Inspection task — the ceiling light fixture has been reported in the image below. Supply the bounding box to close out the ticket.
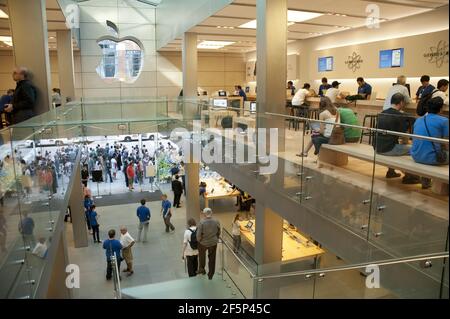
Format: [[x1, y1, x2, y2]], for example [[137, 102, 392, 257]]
[[0, 36, 12, 47], [239, 10, 323, 29], [0, 9, 9, 19], [197, 41, 235, 50]]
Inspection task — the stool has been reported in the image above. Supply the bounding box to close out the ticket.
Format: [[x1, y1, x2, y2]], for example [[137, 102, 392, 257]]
[[359, 114, 378, 145]]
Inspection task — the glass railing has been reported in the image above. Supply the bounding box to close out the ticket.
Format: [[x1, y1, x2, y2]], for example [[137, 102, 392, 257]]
[[0, 99, 448, 297], [0, 127, 79, 298], [254, 253, 449, 299]]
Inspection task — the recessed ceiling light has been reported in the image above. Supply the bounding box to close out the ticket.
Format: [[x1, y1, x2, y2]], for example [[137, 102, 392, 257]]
[[239, 10, 323, 29], [0, 9, 9, 19], [197, 41, 235, 50]]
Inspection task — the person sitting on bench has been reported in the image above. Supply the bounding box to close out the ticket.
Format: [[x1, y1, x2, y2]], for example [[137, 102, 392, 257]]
[[373, 93, 420, 184]]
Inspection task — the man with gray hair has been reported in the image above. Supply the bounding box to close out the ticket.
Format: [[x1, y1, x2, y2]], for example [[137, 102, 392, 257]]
[[383, 75, 411, 111], [197, 207, 220, 280], [5, 67, 37, 124]]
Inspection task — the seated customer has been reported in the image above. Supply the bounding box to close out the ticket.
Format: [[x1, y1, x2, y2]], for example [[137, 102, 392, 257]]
[[373, 93, 420, 184], [292, 83, 311, 117], [431, 79, 448, 105], [383, 75, 411, 110], [411, 97, 448, 165], [338, 107, 361, 143], [325, 81, 345, 104], [311, 97, 337, 155], [356, 77, 372, 100]]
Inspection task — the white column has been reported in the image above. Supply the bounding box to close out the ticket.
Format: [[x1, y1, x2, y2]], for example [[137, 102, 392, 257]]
[[8, 0, 51, 114], [182, 32, 198, 119], [56, 30, 75, 106], [256, 0, 287, 152]]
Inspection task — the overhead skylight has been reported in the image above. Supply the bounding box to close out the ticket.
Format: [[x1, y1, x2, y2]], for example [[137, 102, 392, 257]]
[[239, 10, 323, 29], [197, 41, 235, 50]]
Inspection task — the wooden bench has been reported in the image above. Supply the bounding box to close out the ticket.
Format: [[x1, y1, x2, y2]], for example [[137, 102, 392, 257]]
[[319, 144, 449, 195]]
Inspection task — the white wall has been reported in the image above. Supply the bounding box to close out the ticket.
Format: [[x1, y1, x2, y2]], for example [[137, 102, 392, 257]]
[[247, 6, 449, 98], [0, 50, 59, 96]]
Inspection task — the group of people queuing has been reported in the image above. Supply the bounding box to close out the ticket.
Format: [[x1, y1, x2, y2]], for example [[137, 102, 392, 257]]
[[0, 146, 78, 205], [81, 142, 155, 191]]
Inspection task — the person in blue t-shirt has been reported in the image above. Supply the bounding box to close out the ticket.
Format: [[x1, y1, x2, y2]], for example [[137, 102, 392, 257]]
[[83, 195, 94, 233], [136, 199, 151, 243], [416, 75, 435, 102], [161, 194, 175, 233], [356, 77, 372, 100], [234, 85, 247, 101], [411, 97, 449, 165], [103, 229, 122, 280], [88, 205, 102, 243], [319, 78, 331, 96]]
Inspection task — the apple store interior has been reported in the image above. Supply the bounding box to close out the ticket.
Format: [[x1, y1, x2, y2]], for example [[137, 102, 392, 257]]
[[0, 0, 449, 300]]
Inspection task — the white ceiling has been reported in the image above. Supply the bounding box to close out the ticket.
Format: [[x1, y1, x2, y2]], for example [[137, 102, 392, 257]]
[[161, 0, 449, 53], [0, 0, 76, 50]]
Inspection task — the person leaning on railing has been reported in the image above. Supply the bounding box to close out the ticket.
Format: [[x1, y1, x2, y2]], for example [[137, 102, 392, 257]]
[[373, 93, 421, 184], [411, 97, 449, 165]]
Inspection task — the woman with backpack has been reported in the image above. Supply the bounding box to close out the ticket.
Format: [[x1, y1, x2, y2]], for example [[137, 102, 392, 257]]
[[181, 218, 198, 277]]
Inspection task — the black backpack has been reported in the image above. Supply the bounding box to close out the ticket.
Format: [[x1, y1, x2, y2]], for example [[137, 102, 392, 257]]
[[416, 89, 439, 116], [189, 228, 198, 250]]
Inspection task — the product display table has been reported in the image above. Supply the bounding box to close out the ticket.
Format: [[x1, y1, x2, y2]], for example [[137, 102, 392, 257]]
[[240, 220, 325, 261], [200, 173, 240, 207]]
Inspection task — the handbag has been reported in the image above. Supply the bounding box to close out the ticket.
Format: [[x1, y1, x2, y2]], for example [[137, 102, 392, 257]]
[[423, 115, 447, 164], [328, 111, 345, 145]]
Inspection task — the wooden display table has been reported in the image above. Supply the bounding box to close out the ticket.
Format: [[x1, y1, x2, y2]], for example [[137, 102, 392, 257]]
[[200, 178, 241, 207], [239, 220, 325, 261]]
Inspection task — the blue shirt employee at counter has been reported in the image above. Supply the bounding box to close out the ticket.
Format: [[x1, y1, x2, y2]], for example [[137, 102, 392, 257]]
[[234, 85, 247, 101], [356, 77, 372, 100]]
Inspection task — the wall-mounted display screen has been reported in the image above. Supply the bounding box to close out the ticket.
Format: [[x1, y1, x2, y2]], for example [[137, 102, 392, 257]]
[[213, 99, 227, 109], [379, 48, 404, 69], [319, 56, 333, 72]]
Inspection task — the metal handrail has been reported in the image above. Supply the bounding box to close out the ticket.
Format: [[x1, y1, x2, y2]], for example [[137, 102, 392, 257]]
[[265, 112, 449, 144], [255, 251, 449, 280]]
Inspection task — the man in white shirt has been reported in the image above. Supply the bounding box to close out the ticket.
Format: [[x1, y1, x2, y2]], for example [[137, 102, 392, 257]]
[[292, 83, 311, 106], [181, 218, 198, 277], [325, 81, 345, 104], [431, 79, 448, 105], [120, 226, 135, 276], [383, 75, 411, 111]]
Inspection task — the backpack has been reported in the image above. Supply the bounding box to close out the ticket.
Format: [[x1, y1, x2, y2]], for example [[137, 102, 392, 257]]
[[416, 89, 439, 116], [189, 228, 198, 250]]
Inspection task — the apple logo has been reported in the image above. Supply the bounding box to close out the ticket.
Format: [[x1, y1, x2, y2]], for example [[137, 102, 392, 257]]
[[96, 21, 144, 83]]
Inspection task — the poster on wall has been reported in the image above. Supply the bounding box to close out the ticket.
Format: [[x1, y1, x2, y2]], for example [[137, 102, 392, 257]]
[[318, 56, 333, 72]]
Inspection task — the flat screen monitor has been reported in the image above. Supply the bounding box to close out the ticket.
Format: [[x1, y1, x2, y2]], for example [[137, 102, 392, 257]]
[[379, 48, 405, 69], [318, 56, 333, 72], [392, 83, 411, 97], [213, 99, 228, 109]]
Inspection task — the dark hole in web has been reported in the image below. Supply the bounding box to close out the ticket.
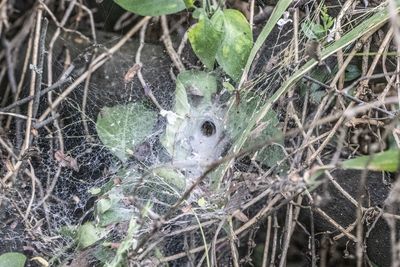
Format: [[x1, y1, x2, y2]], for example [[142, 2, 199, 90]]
[[201, 121, 216, 137]]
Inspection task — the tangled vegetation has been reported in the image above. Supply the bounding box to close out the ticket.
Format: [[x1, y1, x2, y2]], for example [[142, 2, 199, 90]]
[[0, 0, 400, 267]]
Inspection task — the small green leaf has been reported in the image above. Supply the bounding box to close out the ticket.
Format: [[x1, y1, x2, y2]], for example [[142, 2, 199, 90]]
[[188, 16, 222, 70], [0, 252, 26, 267], [197, 197, 207, 208], [153, 167, 186, 192], [99, 206, 133, 227], [96, 102, 157, 162], [344, 64, 361, 82], [183, 0, 195, 8], [211, 9, 253, 80], [301, 21, 326, 40], [227, 93, 285, 170], [342, 149, 400, 172], [77, 222, 106, 249], [222, 82, 235, 93], [96, 198, 112, 214], [89, 187, 101, 196], [114, 0, 186, 16], [105, 217, 139, 267]]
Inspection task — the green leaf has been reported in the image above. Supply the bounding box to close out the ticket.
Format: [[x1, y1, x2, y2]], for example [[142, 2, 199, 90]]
[[211, 9, 253, 80], [227, 93, 285, 170], [0, 252, 26, 267], [99, 206, 133, 227], [239, 0, 293, 87], [188, 16, 222, 70], [96, 102, 157, 162], [344, 64, 361, 82], [342, 149, 400, 172], [114, 0, 186, 16], [215, 3, 400, 188], [301, 21, 326, 40], [89, 187, 101, 196], [77, 222, 106, 249], [105, 217, 139, 267], [96, 198, 112, 214], [183, 0, 195, 8], [153, 167, 186, 192]]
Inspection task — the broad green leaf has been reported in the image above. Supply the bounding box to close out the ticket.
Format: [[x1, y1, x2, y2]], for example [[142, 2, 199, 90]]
[[215, 4, 400, 188], [96, 102, 157, 162], [0, 252, 26, 267], [188, 16, 222, 70], [114, 0, 185, 16], [211, 9, 253, 80], [342, 149, 400, 172], [77, 222, 106, 249]]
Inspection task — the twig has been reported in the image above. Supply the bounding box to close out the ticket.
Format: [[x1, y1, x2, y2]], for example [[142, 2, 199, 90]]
[[0, 77, 72, 112], [24, 161, 36, 221], [261, 216, 272, 267], [39, 17, 150, 121], [32, 18, 49, 118], [135, 21, 163, 111], [0, 136, 18, 159], [161, 15, 185, 72]]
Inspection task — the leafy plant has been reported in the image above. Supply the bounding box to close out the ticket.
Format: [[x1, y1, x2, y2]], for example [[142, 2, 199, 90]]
[[114, 0, 253, 81], [301, 5, 335, 40], [188, 9, 253, 80], [96, 102, 157, 162], [0, 252, 26, 267]]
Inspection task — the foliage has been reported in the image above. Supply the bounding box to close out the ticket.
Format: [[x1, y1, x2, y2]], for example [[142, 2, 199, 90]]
[[96, 102, 157, 162], [77, 222, 107, 249], [115, 0, 253, 80], [301, 5, 335, 40], [341, 149, 400, 172], [0, 252, 26, 267], [114, 0, 190, 16]]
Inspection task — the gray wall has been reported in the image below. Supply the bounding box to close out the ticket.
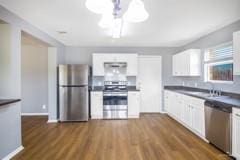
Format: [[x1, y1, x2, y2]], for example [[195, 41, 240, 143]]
[[65, 47, 180, 85], [0, 102, 22, 159], [0, 24, 22, 159], [0, 5, 65, 119], [21, 44, 48, 113], [0, 5, 65, 63], [175, 21, 240, 93]]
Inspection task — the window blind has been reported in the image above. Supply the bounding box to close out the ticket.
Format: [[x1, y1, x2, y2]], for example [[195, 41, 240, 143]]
[[205, 43, 233, 62]]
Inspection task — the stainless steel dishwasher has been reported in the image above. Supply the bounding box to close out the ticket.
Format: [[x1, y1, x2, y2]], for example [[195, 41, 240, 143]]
[[205, 101, 232, 155]]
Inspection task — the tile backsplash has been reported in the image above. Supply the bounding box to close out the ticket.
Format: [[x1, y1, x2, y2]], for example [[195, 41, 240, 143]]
[[179, 76, 240, 93]]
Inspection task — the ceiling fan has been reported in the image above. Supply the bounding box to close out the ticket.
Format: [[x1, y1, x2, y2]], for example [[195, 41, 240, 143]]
[[85, 0, 149, 38]]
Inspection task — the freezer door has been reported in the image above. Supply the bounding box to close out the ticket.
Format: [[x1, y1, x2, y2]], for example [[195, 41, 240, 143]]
[[59, 87, 89, 121], [58, 64, 89, 86]]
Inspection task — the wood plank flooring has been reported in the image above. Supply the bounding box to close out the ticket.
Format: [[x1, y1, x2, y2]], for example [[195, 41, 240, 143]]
[[13, 114, 231, 160]]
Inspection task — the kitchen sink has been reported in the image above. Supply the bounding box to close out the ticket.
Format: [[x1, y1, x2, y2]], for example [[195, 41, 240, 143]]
[[183, 91, 227, 98]]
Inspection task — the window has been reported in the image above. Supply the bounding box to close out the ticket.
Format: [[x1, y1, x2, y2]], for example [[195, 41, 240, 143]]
[[204, 42, 233, 82]]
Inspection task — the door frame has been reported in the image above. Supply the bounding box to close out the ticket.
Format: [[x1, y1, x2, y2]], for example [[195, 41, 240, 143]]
[[137, 55, 163, 113]]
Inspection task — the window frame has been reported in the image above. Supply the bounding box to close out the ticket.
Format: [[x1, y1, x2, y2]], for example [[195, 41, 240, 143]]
[[203, 41, 234, 84]]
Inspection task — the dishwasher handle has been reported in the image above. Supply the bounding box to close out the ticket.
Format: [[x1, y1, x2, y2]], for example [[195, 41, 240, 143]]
[[204, 101, 232, 113]]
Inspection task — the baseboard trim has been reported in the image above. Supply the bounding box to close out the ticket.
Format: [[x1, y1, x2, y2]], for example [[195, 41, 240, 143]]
[[2, 146, 24, 160], [47, 119, 58, 123], [21, 113, 48, 116], [160, 111, 167, 114]]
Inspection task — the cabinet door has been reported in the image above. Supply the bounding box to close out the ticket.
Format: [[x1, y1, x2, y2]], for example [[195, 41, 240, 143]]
[[92, 54, 105, 76], [90, 92, 103, 119], [164, 91, 170, 112], [233, 52, 240, 75], [126, 54, 138, 76], [233, 31, 240, 75], [182, 103, 192, 127], [128, 92, 140, 118], [172, 55, 178, 76], [191, 106, 205, 137], [232, 110, 240, 160]]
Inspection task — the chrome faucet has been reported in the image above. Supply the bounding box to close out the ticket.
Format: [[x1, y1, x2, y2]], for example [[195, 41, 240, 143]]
[[207, 82, 215, 96], [207, 82, 222, 97]]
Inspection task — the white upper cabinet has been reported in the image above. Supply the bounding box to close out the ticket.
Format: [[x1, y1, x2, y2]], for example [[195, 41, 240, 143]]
[[233, 31, 240, 75], [172, 49, 201, 76], [93, 53, 138, 76]]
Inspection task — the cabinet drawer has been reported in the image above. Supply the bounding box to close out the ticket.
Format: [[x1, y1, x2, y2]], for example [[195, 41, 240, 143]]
[[190, 97, 205, 106]]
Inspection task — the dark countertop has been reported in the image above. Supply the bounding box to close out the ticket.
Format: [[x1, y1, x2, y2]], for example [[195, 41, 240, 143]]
[[0, 99, 21, 107], [91, 86, 140, 92], [164, 86, 240, 108]]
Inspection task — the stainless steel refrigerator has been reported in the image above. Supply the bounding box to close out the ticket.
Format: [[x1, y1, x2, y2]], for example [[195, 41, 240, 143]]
[[58, 65, 90, 121]]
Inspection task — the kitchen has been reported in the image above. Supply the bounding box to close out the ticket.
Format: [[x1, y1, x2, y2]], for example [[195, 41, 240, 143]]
[[0, 0, 240, 160]]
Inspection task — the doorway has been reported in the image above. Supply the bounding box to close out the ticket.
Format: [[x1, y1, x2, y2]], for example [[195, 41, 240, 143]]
[[21, 32, 57, 122], [138, 56, 163, 113]]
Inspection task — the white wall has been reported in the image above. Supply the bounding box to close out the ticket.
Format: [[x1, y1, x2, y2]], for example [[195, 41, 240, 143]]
[[21, 43, 48, 113], [0, 24, 22, 159]]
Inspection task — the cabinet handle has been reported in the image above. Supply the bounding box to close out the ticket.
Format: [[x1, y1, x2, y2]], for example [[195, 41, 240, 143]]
[[235, 114, 240, 117]]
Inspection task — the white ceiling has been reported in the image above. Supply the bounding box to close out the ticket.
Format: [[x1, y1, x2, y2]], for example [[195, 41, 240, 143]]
[[0, 0, 240, 47]]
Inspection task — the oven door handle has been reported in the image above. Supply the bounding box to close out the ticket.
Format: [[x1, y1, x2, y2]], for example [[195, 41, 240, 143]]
[[103, 93, 128, 97]]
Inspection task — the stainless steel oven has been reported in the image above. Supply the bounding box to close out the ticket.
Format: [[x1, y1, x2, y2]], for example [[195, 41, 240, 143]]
[[103, 82, 128, 119], [103, 92, 128, 119]]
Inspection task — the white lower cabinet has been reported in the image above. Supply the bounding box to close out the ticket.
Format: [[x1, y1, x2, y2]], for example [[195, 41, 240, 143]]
[[91, 91, 103, 119], [191, 105, 205, 137], [128, 91, 140, 118], [232, 108, 240, 160], [164, 91, 205, 138], [181, 103, 192, 126]]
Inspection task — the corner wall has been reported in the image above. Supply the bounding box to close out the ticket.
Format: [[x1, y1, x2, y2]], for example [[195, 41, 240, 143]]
[[0, 24, 22, 159], [21, 44, 48, 114]]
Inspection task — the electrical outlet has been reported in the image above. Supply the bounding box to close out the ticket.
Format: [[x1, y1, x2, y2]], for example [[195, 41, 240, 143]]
[[42, 104, 47, 109], [194, 83, 198, 87]]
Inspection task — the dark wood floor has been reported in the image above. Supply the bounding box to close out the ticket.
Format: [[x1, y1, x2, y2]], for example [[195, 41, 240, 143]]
[[13, 114, 228, 160]]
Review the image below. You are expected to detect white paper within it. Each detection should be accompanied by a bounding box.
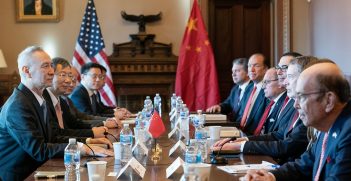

- _SET TASK_
Reproduce word for word the stretch of lines from the one containing "Inspection task — the wooden bench" through the one containing "[[0, 146, 78, 205], [81, 142, 155, 191]]", both included.

- _OUTPUT FOR THIS TASK_
Inspection task — the wooden bench has been reported in the image above. Supply the bounding box to close out the ticket.
Format: [[x1, y1, x2, y2]], for example [[137, 102, 392, 257]]
[[319, 144, 449, 195]]
Inspection task — the white wall has been reported in the image above. Supply the bounding box to close out the ticket.
Format: [[x1, y1, x2, y2]], for example [[137, 102, 392, 257]]
[[247, 6, 449, 98], [0, 50, 59, 96]]
Inspection task — the group of people queuing has been reported in the image above. Supply the bounding box to close out the ticket.
Format: [[x1, y1, x2, y2]], for example [[137, 102, 392, 257]]
[[0, 146, 78, 205], [81, 142, 155, 191]]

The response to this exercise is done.